= Beginning of Section =
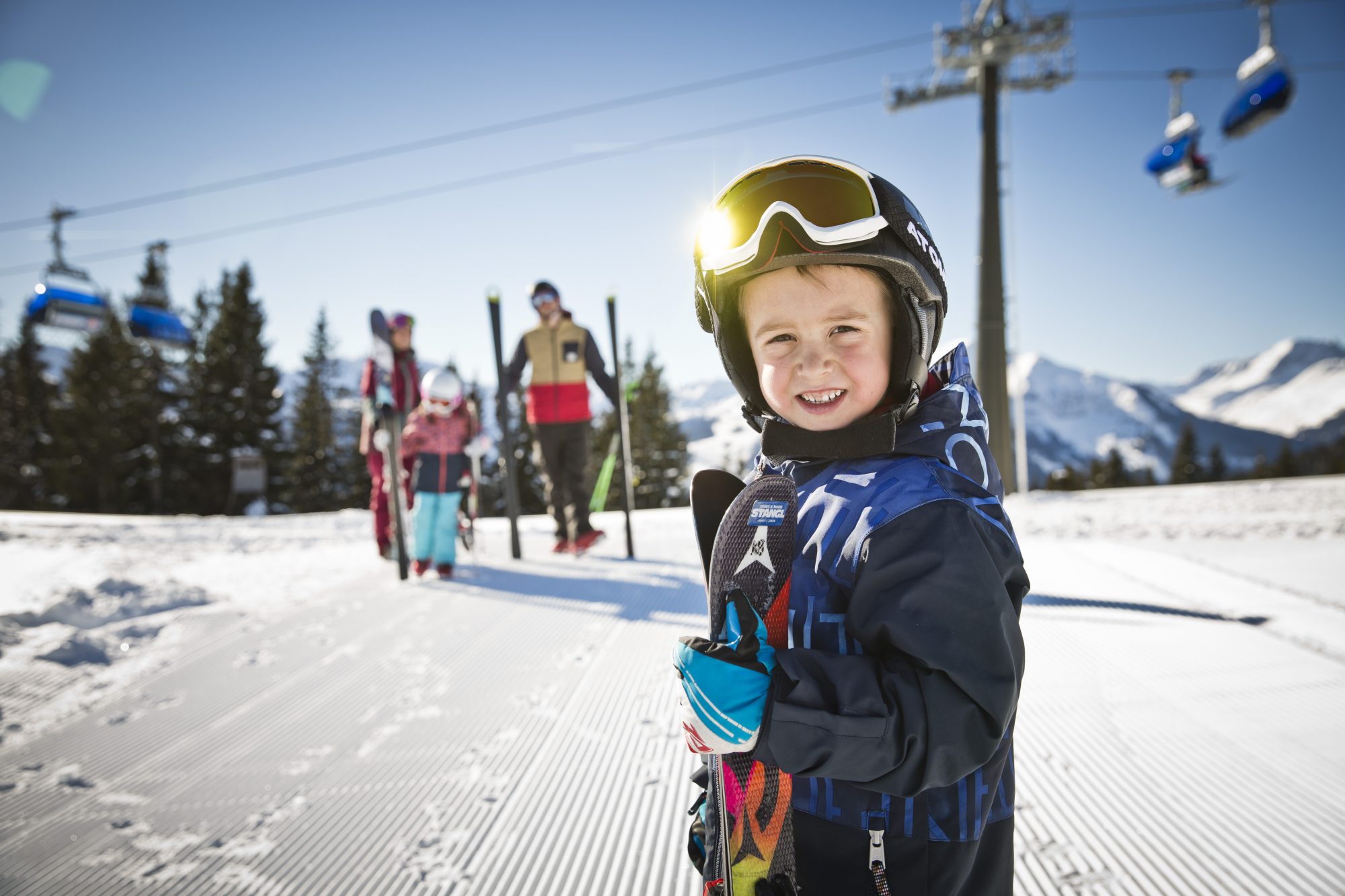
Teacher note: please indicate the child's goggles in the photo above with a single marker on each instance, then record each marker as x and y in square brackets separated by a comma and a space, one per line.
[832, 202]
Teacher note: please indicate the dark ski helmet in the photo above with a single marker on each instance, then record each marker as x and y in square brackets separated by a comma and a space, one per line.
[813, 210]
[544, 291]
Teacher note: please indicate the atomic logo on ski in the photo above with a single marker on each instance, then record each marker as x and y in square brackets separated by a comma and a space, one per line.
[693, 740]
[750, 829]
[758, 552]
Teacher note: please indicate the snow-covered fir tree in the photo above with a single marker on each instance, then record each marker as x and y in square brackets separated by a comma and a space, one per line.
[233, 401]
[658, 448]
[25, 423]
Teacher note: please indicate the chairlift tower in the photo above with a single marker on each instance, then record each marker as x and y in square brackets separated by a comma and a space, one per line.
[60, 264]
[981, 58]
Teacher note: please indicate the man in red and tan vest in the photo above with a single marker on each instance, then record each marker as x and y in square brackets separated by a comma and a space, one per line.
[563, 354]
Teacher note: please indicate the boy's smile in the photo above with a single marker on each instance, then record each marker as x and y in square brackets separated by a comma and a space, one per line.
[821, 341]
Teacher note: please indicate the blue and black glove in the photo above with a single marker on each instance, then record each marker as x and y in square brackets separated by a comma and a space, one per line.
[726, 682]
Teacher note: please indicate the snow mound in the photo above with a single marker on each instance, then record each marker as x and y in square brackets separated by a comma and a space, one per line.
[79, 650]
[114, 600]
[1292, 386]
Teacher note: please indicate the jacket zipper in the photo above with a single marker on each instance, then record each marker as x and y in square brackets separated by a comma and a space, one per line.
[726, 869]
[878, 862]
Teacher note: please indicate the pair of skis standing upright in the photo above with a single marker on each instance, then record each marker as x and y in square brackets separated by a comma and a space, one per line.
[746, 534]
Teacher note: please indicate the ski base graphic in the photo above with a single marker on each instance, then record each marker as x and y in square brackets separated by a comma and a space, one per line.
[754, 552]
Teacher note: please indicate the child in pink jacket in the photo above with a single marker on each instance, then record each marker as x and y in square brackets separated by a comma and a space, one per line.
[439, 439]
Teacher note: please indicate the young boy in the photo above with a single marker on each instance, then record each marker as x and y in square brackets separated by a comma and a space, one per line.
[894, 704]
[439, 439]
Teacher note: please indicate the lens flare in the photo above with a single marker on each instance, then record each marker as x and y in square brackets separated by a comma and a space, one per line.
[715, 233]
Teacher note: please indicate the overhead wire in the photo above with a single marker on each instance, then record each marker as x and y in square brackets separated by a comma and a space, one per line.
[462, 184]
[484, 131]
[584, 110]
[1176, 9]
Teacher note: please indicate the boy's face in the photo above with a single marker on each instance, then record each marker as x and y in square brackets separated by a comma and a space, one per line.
= End of Section =
» TASK INSTRUCTIONS:
Each line from the one with "Teacher note: please indicate the pair" through the last line of the records above must be retyped exactly, and no other line may be given.

» RESULT:
Teacher note: please indicate the pair of skis standing upright in the photo above with a single marker on each instance, then record each marker as x and y in square brackets separated by a comma and a space, one per line.
[746, 534]
Teacher note: please indicate the ski base graphic in the photo above with a single marker on each instance, then record each marker as x and y in square brackets separated by a comma and a space, one per line.
[754, 552]
Teacher note: please indicate the child in pink jacket in the photo above with a single marker on each instance, then record each marker as x and y in square brackets separated by a comma and a space, one per line.
[439, 439]
Teacher note: please indicate the young boy in the photo above with a single marker on each instance, then record each marker as x and y in square brackets separated by a comma and a space, one per line.
[894, 704]
[439, 439]
Teacher note: please indicate the lens flare in the photo above with a single marker on each instance, then record each marker as x and y in square brackets separated by a comma and a space, one per line.
[715, 233]
Teacher note: please indicate the overhead wire in the photo above with a single marker on each instance, then record each marker as x and y in square brackets separated by a comma and a space, one per line.
[462, 184]
[484, 131]
[584, 110]
[1176, 9]
Teacher note: please indicate the boy's face in the photo above with a single marker on each instance, then record each marker as x and y in square brackets separated by a comma and a space, one per line.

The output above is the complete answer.